SOURCE DOCUMENT:
=== Section Start ===

This issue is a discussion for contributors to collaborate in getting ready to be featured in 48in24. Please refer to this forum topic for more info.
We will be featuring Kindergarten Garden from Jul 30 onwards.
Staff jobs
These are things for Erik/Jeremy to do:
☐ Check/update exercise in Problem Specifications
☐ Create + schedule video
Community jobs
For each track:
Implement Kindergarten Garden
Add approaches (and an approaches introduction!) for each idiomatic or interesting/educational approach.
Add video walkthroughs (record yourself solving and digging deeper into the exercise).
Highlight up to 16 different featured exercises (coming soon)
Existing Approaches
You can use these as the basis for approaches on your own tracks. Feel free to copy/paste/reuse/rewrite/etc as you see fit! Maybe ask ChatGPT to translate to your programming language.
I’m not too familiar with F#, but having a look the identical parts are.
Operating on 2 distinct lines by splitting them:
let rows = diagram.Split('\n')

=== Section End ===

RECORDS PROVIDED:
=== Section Start ===

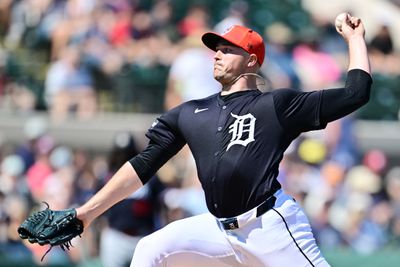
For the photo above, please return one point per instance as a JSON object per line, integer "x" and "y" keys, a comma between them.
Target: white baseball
{"x": 339, "y": 20}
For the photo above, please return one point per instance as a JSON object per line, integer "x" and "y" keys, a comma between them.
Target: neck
{"x": 243, "y": 82}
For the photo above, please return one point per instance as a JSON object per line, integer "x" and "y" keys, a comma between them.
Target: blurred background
{"x": 82, "y": 80}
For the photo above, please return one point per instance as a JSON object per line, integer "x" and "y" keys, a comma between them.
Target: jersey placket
{"x": 217, "y": 155}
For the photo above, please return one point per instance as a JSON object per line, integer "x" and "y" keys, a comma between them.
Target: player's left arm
{"x": 337, "y": 103}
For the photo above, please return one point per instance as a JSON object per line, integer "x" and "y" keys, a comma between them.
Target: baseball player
{"x": 238, "y": 138}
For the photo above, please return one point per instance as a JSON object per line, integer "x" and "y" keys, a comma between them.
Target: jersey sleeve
{"x": 298, "y": 111}
{"x": 165, "y": 141}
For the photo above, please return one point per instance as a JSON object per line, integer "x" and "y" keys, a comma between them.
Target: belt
{"x": 235, "y": 222}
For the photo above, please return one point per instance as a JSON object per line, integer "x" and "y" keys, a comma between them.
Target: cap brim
{"x": 211, "y": 40}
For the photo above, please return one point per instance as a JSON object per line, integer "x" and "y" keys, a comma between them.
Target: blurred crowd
{"x": 78, "y": 58}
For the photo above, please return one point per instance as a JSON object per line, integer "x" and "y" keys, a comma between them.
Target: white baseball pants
{"x": 280, "y": 237}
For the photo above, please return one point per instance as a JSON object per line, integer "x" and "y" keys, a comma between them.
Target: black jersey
{"x": 237, "y": 141}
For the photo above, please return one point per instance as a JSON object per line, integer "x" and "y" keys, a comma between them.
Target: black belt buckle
{"x": 230, "y": 223}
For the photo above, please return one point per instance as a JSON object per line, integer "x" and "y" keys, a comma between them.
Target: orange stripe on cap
{"x": 241, "y": 36}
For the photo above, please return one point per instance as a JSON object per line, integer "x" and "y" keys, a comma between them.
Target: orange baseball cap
{"x": 243, "y": 37}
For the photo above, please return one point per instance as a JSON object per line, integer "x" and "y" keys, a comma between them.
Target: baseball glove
{"x": 56, "y": 228}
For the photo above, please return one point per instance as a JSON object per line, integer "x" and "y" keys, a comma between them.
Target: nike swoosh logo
{"x": 197, "y": 110}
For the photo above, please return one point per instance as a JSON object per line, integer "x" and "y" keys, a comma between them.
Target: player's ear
{"x": 252, "y": 60}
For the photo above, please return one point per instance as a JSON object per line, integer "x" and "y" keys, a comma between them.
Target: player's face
{"x": 230, "y": 62}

=== Section End ===

EXERCISES:
- A) According to the Kindergarten Garden issue, why does it include the "Existing Approaches" section? Answer in one to three sentences.
- B) Extend the Kindergarten Garden issue from the point where it stops.
The data has no connection to the Kindergarten Garden issue.

RESPONSE LIST:
- A) The section gives contributors approaches they can use as the basis for approaches on their own tracks. They are free to copy, paste, reuse or rewrite them as they see fit.

- B)
split /\n/, $diagram
Converting the first letter of the name into an index:
let n = int (student.[0]) - int 'A'
ord($student) - ord('A')
And as for the differences:
F# looks to use an index for each individual character, whereas Perl uses the index to extract a 2 character string from both rows, which is then split. These both result in an array of 4 letters.
F# maps each individual letter from the resulting array, Perl uses the entire list as a way of creating a hash slice.
Fundamentally they appear to move in the same direction to achieve their result, with some variation in how the plant letters are obtained and consumed. If they’re a bit too similar I can invesigate a more distinct approach.